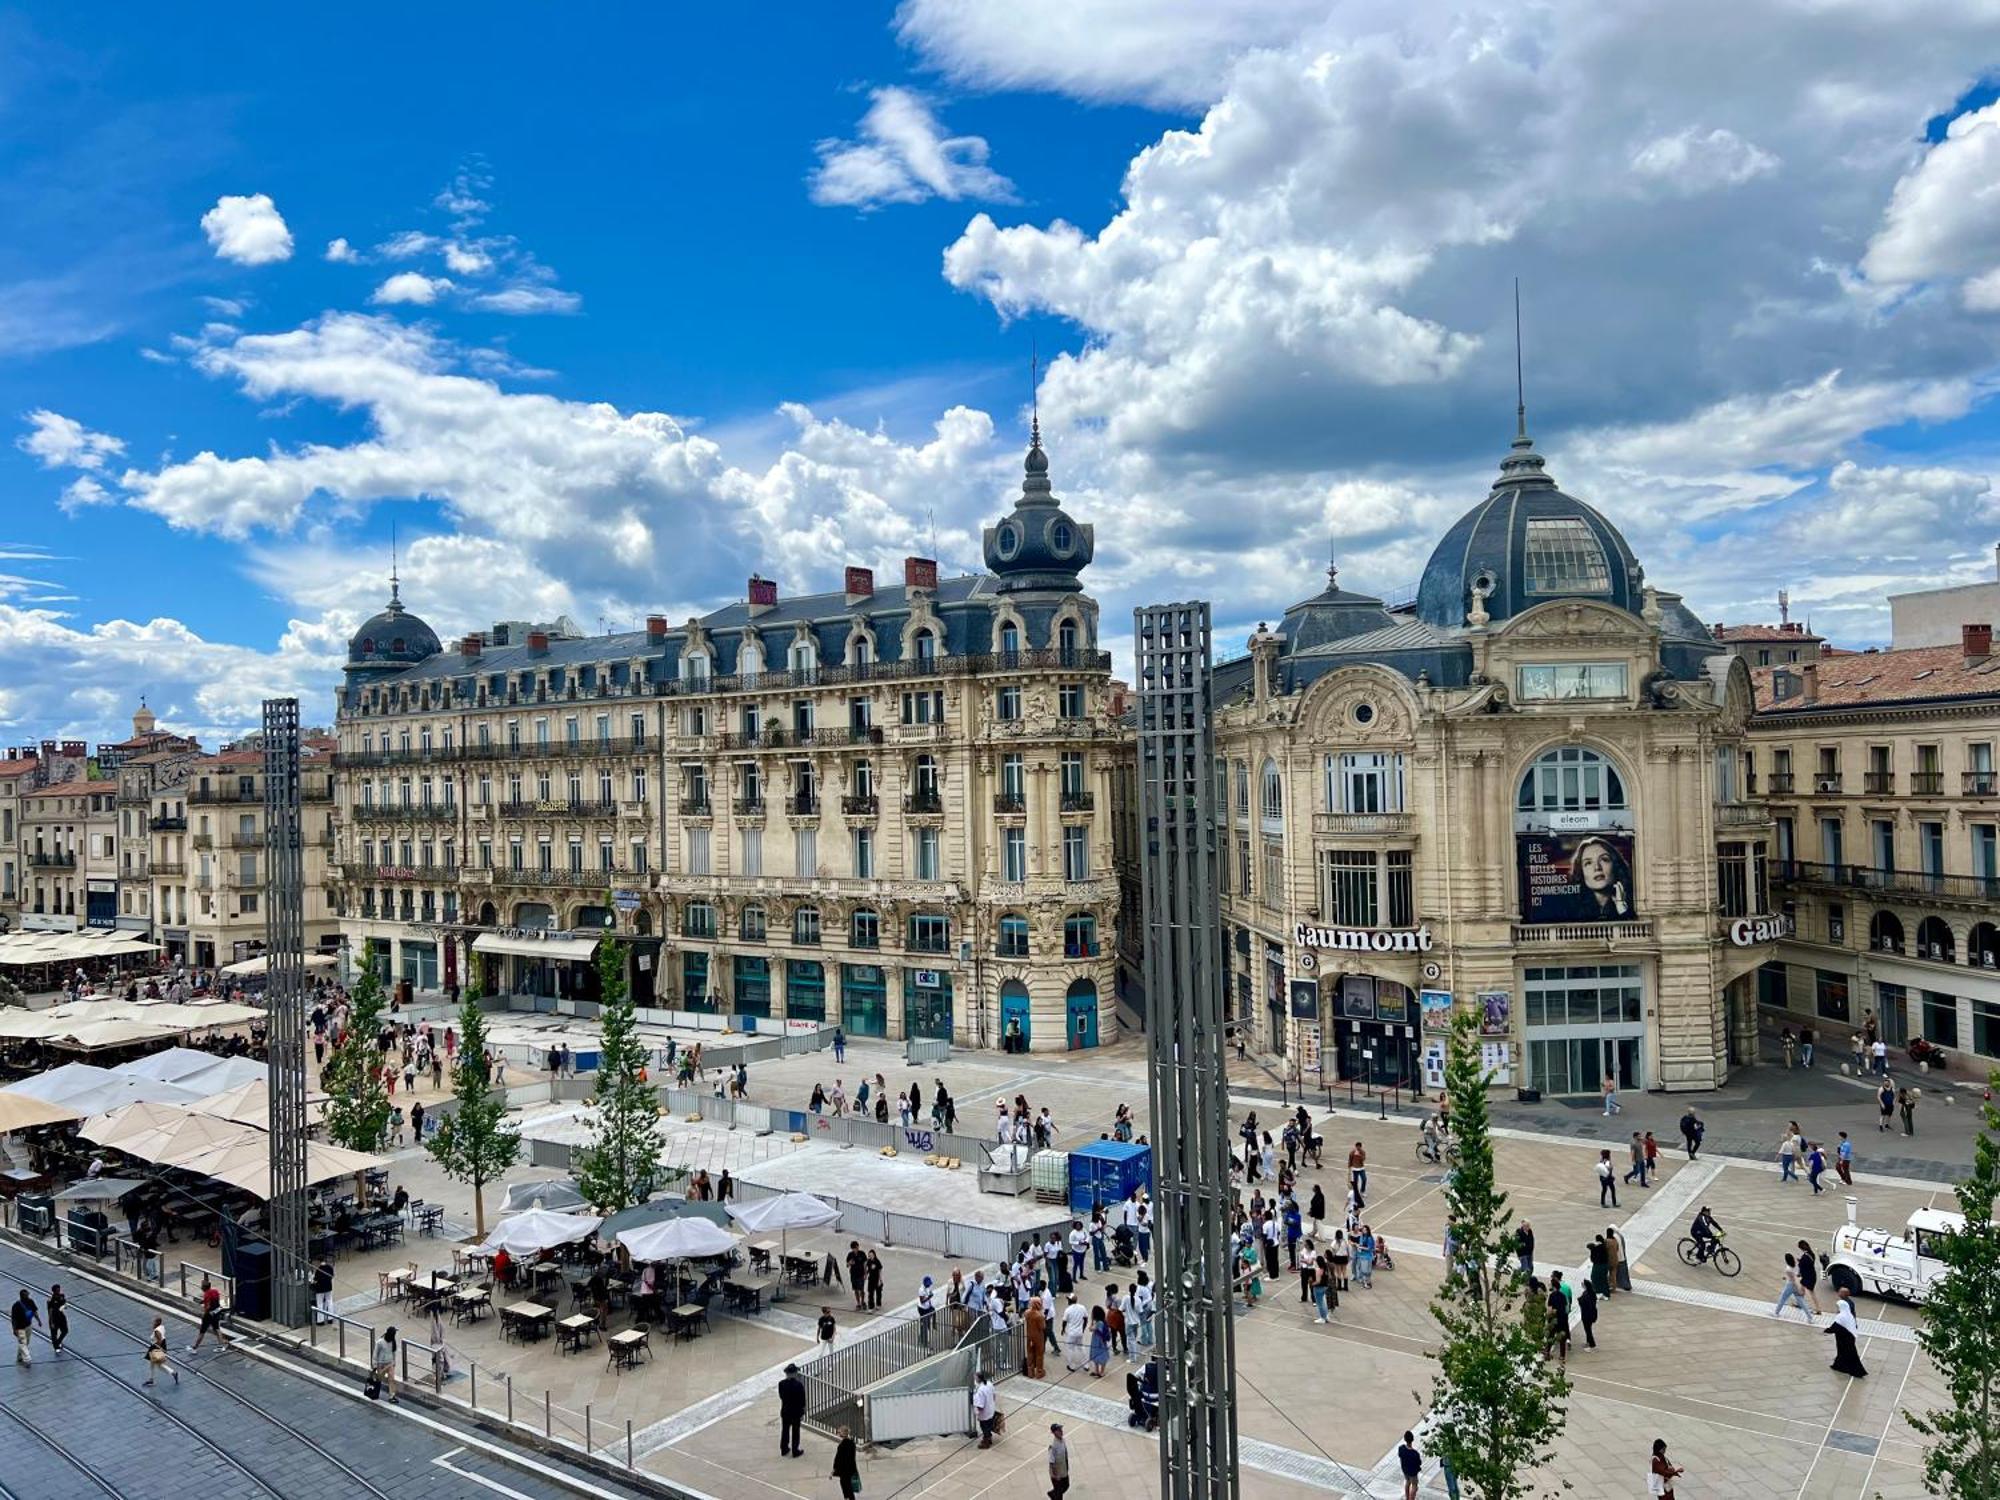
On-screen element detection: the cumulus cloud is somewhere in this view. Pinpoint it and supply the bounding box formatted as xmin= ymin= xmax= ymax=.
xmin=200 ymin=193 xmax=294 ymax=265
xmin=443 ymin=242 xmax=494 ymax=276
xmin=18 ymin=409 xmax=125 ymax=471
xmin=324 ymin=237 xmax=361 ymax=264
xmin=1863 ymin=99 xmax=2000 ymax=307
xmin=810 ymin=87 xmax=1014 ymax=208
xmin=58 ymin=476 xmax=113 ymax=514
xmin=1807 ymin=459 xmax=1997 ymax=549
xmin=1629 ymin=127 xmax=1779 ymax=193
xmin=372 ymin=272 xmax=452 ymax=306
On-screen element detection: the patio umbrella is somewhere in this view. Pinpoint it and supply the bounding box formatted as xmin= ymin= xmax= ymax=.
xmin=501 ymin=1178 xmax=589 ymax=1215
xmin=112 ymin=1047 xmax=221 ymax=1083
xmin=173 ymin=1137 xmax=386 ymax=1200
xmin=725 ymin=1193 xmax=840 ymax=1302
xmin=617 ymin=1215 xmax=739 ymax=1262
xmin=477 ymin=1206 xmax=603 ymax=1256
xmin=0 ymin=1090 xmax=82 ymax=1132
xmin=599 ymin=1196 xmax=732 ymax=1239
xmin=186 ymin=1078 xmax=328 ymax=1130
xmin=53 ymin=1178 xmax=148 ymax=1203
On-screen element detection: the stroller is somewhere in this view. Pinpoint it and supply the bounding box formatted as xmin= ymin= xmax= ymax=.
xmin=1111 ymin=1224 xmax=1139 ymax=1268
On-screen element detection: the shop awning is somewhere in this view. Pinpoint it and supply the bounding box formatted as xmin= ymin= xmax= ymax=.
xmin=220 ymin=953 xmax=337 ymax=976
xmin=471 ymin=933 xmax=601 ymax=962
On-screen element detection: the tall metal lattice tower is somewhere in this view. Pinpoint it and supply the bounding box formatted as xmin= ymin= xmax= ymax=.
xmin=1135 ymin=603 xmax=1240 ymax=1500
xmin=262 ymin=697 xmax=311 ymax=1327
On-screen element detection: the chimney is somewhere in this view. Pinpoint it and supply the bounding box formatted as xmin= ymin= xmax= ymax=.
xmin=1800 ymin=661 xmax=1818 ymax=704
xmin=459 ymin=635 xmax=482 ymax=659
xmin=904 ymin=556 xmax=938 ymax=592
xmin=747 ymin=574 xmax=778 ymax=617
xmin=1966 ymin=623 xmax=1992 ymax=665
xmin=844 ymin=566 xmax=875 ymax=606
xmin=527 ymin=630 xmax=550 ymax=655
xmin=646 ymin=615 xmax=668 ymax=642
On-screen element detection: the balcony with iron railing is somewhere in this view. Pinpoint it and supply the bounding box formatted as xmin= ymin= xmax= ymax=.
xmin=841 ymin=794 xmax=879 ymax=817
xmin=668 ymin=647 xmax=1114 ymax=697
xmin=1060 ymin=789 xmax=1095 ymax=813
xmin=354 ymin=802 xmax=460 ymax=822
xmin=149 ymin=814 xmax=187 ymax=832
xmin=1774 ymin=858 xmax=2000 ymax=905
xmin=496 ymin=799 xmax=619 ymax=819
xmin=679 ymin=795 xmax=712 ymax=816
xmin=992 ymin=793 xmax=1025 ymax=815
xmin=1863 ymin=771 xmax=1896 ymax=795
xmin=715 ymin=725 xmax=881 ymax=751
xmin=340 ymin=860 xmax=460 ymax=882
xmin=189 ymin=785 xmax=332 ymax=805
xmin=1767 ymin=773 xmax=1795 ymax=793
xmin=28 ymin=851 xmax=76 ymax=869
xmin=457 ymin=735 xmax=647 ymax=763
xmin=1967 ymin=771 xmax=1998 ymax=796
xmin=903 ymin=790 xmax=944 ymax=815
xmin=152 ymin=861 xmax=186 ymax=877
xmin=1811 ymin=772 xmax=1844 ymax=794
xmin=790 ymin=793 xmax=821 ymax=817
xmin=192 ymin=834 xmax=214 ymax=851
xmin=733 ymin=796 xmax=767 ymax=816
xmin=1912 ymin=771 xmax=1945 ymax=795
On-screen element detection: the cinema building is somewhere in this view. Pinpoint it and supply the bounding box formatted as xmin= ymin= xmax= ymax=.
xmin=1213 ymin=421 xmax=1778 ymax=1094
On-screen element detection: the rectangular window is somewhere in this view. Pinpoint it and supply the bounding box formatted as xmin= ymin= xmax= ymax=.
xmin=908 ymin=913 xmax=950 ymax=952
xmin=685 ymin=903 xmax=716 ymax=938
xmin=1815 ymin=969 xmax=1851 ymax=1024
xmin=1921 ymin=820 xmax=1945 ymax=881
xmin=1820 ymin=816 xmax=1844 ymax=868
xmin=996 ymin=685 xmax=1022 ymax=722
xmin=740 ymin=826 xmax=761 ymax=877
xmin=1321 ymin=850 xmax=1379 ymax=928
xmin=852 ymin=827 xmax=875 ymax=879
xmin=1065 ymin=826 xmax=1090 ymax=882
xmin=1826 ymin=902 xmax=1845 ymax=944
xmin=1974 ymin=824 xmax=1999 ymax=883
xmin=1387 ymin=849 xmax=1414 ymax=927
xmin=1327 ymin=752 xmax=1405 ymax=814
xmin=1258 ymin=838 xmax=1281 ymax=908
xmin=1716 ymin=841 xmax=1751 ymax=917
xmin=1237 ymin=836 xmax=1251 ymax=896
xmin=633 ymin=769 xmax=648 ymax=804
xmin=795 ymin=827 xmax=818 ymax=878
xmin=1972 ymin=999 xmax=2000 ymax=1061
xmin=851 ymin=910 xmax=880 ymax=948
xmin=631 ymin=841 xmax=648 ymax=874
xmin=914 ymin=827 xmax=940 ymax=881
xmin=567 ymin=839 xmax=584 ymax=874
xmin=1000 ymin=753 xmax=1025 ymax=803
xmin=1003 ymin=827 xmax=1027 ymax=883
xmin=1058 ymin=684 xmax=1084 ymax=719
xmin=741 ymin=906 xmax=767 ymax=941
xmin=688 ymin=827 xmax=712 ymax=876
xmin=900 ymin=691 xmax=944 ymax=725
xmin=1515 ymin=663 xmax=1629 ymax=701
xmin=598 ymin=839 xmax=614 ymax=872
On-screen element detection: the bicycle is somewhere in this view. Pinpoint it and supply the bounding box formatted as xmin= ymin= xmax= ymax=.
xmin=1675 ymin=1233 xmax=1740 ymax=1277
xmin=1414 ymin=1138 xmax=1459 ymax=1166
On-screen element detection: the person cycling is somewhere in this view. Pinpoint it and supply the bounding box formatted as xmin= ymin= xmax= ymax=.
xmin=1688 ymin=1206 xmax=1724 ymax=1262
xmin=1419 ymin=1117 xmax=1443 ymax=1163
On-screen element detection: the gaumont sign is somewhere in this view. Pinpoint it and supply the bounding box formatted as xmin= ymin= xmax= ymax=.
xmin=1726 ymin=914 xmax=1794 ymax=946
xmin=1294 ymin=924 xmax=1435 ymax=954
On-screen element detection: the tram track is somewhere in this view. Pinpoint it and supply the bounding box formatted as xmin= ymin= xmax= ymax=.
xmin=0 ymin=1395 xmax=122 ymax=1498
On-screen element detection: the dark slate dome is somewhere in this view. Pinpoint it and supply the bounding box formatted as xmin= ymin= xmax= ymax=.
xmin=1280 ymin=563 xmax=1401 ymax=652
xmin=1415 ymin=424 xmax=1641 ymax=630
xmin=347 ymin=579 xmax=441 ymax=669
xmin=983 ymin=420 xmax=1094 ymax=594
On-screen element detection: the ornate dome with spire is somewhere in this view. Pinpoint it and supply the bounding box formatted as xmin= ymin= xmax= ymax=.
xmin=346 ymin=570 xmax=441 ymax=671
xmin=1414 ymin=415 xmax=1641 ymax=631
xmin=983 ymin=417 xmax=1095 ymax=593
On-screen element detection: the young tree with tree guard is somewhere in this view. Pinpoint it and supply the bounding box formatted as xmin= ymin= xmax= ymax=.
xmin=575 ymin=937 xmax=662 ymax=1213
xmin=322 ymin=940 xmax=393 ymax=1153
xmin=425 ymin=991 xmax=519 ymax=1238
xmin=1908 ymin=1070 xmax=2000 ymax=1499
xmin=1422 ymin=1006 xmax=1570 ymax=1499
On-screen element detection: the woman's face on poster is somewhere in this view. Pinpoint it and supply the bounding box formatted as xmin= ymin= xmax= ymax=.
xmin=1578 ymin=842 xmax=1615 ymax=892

» Directions:
Extract, verbatim, the lines from the one containing "On-screen element detection: the dark" through the last line of the listing above.

» Solution below:
On-screen element detection: the dark slate dome is somewhere in this view. Pinpoint it and supply the bounding box formatted as xmin= ymin= xmax= ymax=.
xmin=1280 ymin=563 xmax=1401 ymax=652
xmin=1415 ymin=424 xmax=1641 ymax=630
xmin=347 ymin=579 xmax=441 ymax=669
xmin=983 ymin=420 xmax=1094 ymax=594
On-screen element detection: the ornate dome with spire is somewhere in this view. Pinpoint it and supply the bounding box formatted as xmin= ymin= xmax= ymax=.
xmin=346 ymin=570 xmax=441 ymax=671
xmin=1414 ymin=415 xmax=1641 ymax=631
xmin=983 ymin=417 xmax=1095 ymax=593
On-screen element detection: the young tree with tree guard is somewhere in this view. Pinpoint it and supply the bounding box formatted as xmin= ymin= xmax= ymax=.
xmin=575 ymin=937 xmax=662 ymax=1213
xmin=322 ymin=940 xmax=393 ymax=1153
xmin=425 ymin=991 xmax=519 ymax=1238
xmin=1908 ymin=1070 xmax=2000 ymax=1499
xmin=1422 ymin=1006 xmax=1570 ymax=1499
On-screen element detection: the woman's face on poster is somewhere in this view. Pinpoint it and supply the bounding box formatted as xmin= ymin= xmax= ymax=.
xmin=1578 ymin=842 xmax=1615 ymax=892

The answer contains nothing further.